§ Selected excerpt:
········
A recent study found that students who engage in “pregaming” are more likely to experience negative consequences associated with drinking than those who do not drink before going out, largely because students who pregame drink more alcohol than those who do not engage in such activities.
The term “pregaming,” also called pre-loading or pre-drinking, describes the act of drinking alcohol before going out for the night. Addiction experts believe that somewhere between 65 and 75 percent of college-age people engage in pregaming.
The study, which surveyed 250 students over five weeks, found that students who drank before going out consumed an average of seven drinks per night, while students who solely drank at a bar, club or party consumed only four.
Students who pregamed were more likely to experience blackouts and engage in unprotected sex or unplanned drug use. They were also more likely to obtain injuries.
Steven Sussman, a professor of preventive medicine and pyschology, said the study’s findings were not surprising because of the effects of alcohol.
“Neocortical inhibition of limbic function is lessened, which could lead to relatively impulsive behavior,“ Sussman said.
Students who engaged in pre-gaming had a 24 percent chance of a night ending with negative consequences, while those who did not pre-game but drank while out had only an 18 percent chance of mishaps.
Jared Brow, a freshman studying international relations and global business, said pre-gaming is part of USC’s culture, but that he is not particularly concerned by it.
“While pre-gaming does occur, it’s definitely not unique to our school,” Brow said. “If you want to pre-game, you can find people to do that with … [but] people aren’t pressed into doing it.”
Other students, such as Maya Cave, a sophomore studying comparative literature and French, said pre-gaming is an important aspect of USC’s party scene.
········
§ Using the information:
1. From the pregaming article, list the negative outcomes that students who pregamed were more likely to experience.
2. According to the pregaming article, how many students did the study survey, and over what period?
3. Carry the pregaming article forward from its final sentence.

§ Supplied data:
········
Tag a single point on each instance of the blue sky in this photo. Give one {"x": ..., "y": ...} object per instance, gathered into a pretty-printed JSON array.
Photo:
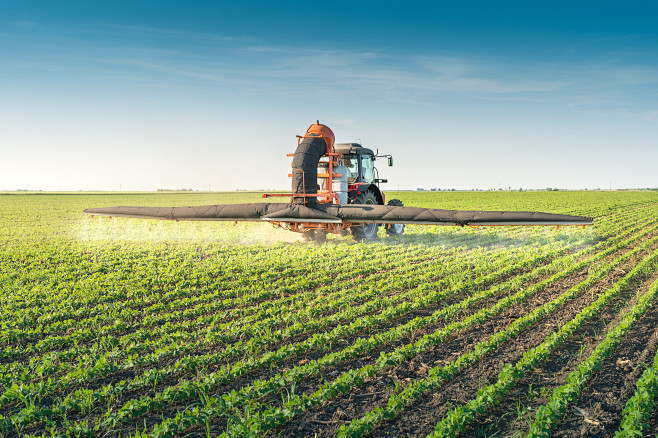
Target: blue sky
[{"x": 200, "y": 94}]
········
§ Answer list:
1. Blackouts, unprotected sex, unplanned drug use, and injuries.

2. 250 students over five weeks.

3.
“Pre-gaming is big because people use it as a way to feel more comfortable in new or awkward social situations,” Cave said.
Pre-gaming has only recently begun to be studied by scientists, so its effects are still largely unknown.
Sussman noted the levels of consumption reported are alarming.
“Seven drinks over the evening is like drinking over half a pint of vodka, over a bottle of wine, [or] more than a six-pack of beer,” he said.
Such drastic consumption is also indicative of larger problems.
“Preloading, particularly if hidden from others, is a sign of a pending drinking problem,” Sussman said.
He also noted that four drinks is still over the Department of Health and Human Service’s recommended intake, which allows two drinks per day for men and one for women as a safe limit.
Despite its risks, many students choose to pre-game and likely will continue to pre-game. The study cited motivations including saving money, making contact with potential hook-ups, socializing and getting in the mood to party.
Sussman said that college-age drinking tends to be tolerated as “a right of passage to adulthood,” promoted by movies like Animal House and The Hangover, though he was wary of this acceptance.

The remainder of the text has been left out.